# Exercise details
What you return must match the records exactly, line for line.

⁂

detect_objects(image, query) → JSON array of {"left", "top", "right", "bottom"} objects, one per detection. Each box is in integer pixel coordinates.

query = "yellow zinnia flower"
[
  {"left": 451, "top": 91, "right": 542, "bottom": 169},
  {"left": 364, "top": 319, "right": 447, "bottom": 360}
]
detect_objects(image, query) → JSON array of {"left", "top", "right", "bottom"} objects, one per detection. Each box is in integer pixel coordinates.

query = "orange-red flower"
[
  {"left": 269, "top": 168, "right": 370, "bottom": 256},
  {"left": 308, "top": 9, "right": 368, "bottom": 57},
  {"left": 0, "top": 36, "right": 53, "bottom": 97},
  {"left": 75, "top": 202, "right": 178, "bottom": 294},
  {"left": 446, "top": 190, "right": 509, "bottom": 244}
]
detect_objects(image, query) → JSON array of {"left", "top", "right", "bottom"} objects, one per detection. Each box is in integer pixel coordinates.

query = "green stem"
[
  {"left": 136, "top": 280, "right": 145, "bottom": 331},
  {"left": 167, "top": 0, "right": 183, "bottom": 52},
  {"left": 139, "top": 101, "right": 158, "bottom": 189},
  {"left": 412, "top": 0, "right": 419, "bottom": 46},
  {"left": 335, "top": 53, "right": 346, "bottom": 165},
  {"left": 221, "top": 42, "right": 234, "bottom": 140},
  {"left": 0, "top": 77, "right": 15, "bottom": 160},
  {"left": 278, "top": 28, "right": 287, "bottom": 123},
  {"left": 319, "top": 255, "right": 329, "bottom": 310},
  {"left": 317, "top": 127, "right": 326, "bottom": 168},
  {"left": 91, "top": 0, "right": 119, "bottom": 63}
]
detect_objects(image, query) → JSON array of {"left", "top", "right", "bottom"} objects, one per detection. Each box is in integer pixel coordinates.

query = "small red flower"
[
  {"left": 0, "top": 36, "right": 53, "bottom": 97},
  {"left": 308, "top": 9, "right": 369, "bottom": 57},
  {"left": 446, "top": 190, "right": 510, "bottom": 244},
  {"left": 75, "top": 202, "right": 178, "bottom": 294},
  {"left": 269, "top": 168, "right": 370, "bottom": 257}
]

⁂

# Answer to the problem
detect_objects(image, query) → JSON array of {"left", "top", "right", "bottom"} objects, one per detection. Each box is in integer pixel coordinates.

query = "yellow zinnia flower"
[
  {"left": 451, "top": 91, "right": 542, "bottom": 169},
  {"left": 364, "top": 319, "right": 447, "bottom": 360}
]
detect_objects(image, query) → JSON array of {"left", "top", "right", "bottom"} objects, one per detection. Each box is in integer pixel coordinates.

query = "orange-red flower"
[
  {"left": 269, "top": 168, "right": 370, "bottom": 256},
  {"left": 308, "top": 9, "right": 368, "bottom": 57},
  {"left": 0, "top": 36, "right": 53, "bottom": 97},
  {"left": 75, "top": 202, "right": 178, "bottom": 294},
  {"left": 446, "top": 190, "right": 509, "bottom": 244}
]
detect_objects(image, query) → JSON array of {"left", "top", "right", "bottom"} objects, one per detection. Each box is in integer pixel coordinates.

query = "green stem"
[
  {"left": 136, "top": 280, "right": 145, "bottom": 331},
  {"left": 167, "top": 0, "right": 183, "bottom": 52},
  {"left": 139, "top": 101, "right": 158, "bottom": 189},
  {"left": 412, "top": 0, "right": 419, "bottom": 46},
  {"left": 335, "top": 53, "right": 346, "bottom": 165},
  {"left": 221, "top": 42, "right": 234, "bottom": 140},
  {"left": 0, "top": 77, "right": 15, "bottom": 160},
  {"left": 278, "top": 28, "right": 287, "bottom": 123},
  {"left": 319, "top": 255, "right": 329, "bottom": 310},
  {"left": 317, "top": 127, "right": 326, "bottom": 168},
  {"left": 91, "top": 0, "right": 119, "bottom": 63}
]
detect_objects(image, query) → JSON array of {"left", "top", "right", "bottom"} objects, one per detection. Each box is in integer pixel coordinates.

query = "small red flower"
[
  {"left": 0, "top": 36, "right": 53, "bottom": 97},
  {"left": 308, "top": 9, "right": 369, "bottom": 57},
  {"left": 446, "top": 190, "right": 510, "bottom": 244},
  {"left": 75, "top": 202, "right": 178, "bottom": 294},
  {"left": 269, "top": 168, "right": 370, "bottom": 257}
]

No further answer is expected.